Arbeitsanweisungen
1: Fasse in den Kindheitserinnerungen den Absatz, der mit „Immer, wenn ich das Gedicht“ beginnt, als kurze Liste zusammen. Die wesentlichen Fakten müssen erhalten bleiben.
2: Schreibe die Kindheitserinnerungen im Anschluss an ihren letzten Satz weiter.
### Vorliegender Text ###
03.1
Erinnerungen
an
meine Kindheit
Immer,
wenn ich das
Gedicht "Zu spät" von Annegret Kronenberg lese, dann sehe ich
vor meinem geistigen Auge genau das Bild der Altmühlbrücke, wie sie
sich um ca.1950 oder etwas später, also zu der Zeit, in der ich in
Pappenheim lebte, darstellte. Diese Brücke war Freund, Zuhörer und
Tröster für mich, besonders dann, wenn ich Kummer hatte. Dann schaute
ich hinunter auf die Altmühl und die Ruhe übertrug sich auf mich.
Dieses Erlebnis hatte ich nur noch am Bach, der - so nehme ich an - vom
Fels herunter, unterhalb der Bgm.-Ruckwid-Straße in einem kleinen
Auffangbecken weiter in Richtung Ofenfabrik, in der Brunnmühlgass,
verlief, oder aber unter dem großen alten Nussbaum im Garten. Auch dort
konnte ich perfekt meine Welt erträumen.

1214 erstmals als Mühle erwähnt. Ein
erster Neubau erfolgte 1534. 1850 grundsätzliche Umgestaltung für den
Wasser- und Dampfbetrieb mit Sägewerk. 1912 - 1959 gehörte die Mühle
zur Ofenfabrik. (Quelle: pappenheim.de)
### Unbearbeitete Datensätze ###
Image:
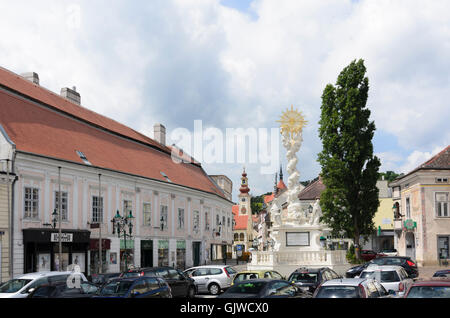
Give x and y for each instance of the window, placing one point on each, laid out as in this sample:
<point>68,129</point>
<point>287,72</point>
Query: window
###
### Unbearbeitete Datensätze ###
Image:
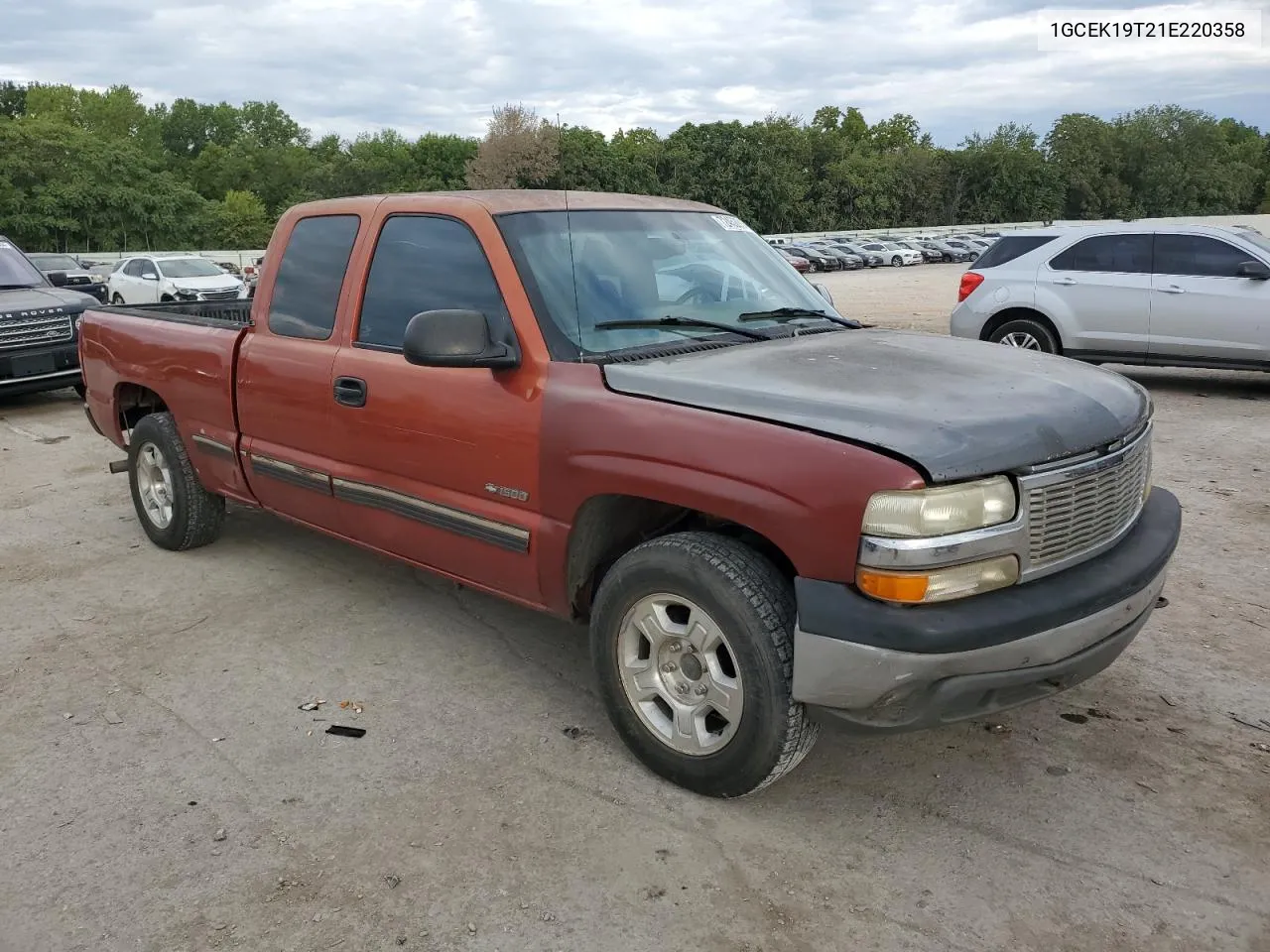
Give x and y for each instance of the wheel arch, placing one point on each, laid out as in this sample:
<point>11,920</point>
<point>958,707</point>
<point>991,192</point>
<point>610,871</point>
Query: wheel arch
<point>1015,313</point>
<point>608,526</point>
###
Antworten der Reihe nach
1:
- Beim Lesen des Gedichts „Zu spät“ von Annegret Kronenberg sehe ich die Altmühlbrücke vor mir, wie sie um ca. 1950 oder etwas später aussah. Damals lebte ich in Pappenheim.
- Die Brücke war für mich Freund, Zuhörer und Tröster, besonders bei Kummer. Beim Blick hinunter auf die Altmühl übertrug sich die Ruhe auf mich.
- Dasselbe erlebte ich nur noch an zwei Orten. Der eine war der Bach, der vermutlich vom Fels unterhalb der Bgm.-Ruckwid-Straße über ein kleines Auffangbecken Richtung Ofenfabrik in der Brunnmühlgass floss. Der andere war der große alte Nussbaum im Garten. Dort konnte ich meine Welt erträumen.

2:
Wie
oft bin ich über diese Brücke in
die "Stadt" gelaufen, der Weg erschien mir unendlich lang. Auf der
Brücke machte ich eine kleine Pause und schaute in die Altmühl, um dann
gestärkt weiter zu marschieren, da ja am Ende der Strecke ein leckeres
Eis auf mich wartete, das ich mir beim freundlichen Bäcker kaufen
wollte, der direkt beim Weißen Ross seinen Laden hatte. (Bild: im
höheren Fachwerkhaus, rechts, Richtung Straße). Mit dem Eis in der Hand
war der Rückweg nicht mehr sehr beschwerlich und ich freute mich
darauf, zum Fels hinaufzuklettern und über Pappenheim zu schauen. Die
Welt war für mich ein Abenteuerspielplatz, ich war glücklich und
zufrieden so wie sie war.

Später dann kaufte
ich mir, wenn ich meine Tante besuchte, eben bei diesem Bäcker eine
Brezel, groß und köstlich schmeckend. Mit 14 Jahren besuchte ich als
junger Mensch zum ersten Mal nach meinem Fortgang "Mein
Pappenheim" und konnte endlich wieder meine heiß geliebten
Brezeln kaufen. Allerdings hatte sich meine Wahrnehmung von
Entfernungen, also auch der Weg von der Bgm.-Ruckwid-Straße bis zum
Bäcker kurz hinter dem Marktplatz, verändert. Der Weg schien mir kurz,
Pappenheim selbst klein und gemütlich, ohne große Hektik. Beruhigend
jedoch fand ich, dass meine Erinnerung mit dem "damaligen Heute"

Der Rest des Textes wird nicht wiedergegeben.